Reproduce every entry below verbatim, leaving each line unchanged.
>> START Data to use
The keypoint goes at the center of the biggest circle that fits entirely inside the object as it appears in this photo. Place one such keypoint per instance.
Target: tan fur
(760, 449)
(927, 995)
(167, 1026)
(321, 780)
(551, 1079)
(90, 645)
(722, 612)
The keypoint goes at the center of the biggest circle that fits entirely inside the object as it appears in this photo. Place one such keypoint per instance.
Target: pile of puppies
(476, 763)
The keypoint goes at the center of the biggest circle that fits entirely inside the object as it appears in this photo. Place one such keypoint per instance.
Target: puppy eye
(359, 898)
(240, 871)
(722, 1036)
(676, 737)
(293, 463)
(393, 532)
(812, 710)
>> END Data to use
Response
The keypoint goes at the center of the biggest circle that fits entirely inside the object as it appears in this photo. Place one such keypoint per instance.
Target: tan fur
(760, 449)
(927, 995)
(167, 1026)
(321, 780)
(551, 1079)
(90, 645)
(722, 612)
The keypoint goes at the center of the biggest circle that fits entirely inside the object as it appears in this photo. Place one such keypoint per instance.
Target: pile of puppies
(476, 763)
The keypoint goes at the center of the biggest circle that fits entirely inside the object as it appears in this photo. Place one such keypoint per instance.
Target: puppy eye
(359, 898)
(240, 871)
(722, 1036)
(676, 737)
(293, 463)
(393, 532)
(812, 710)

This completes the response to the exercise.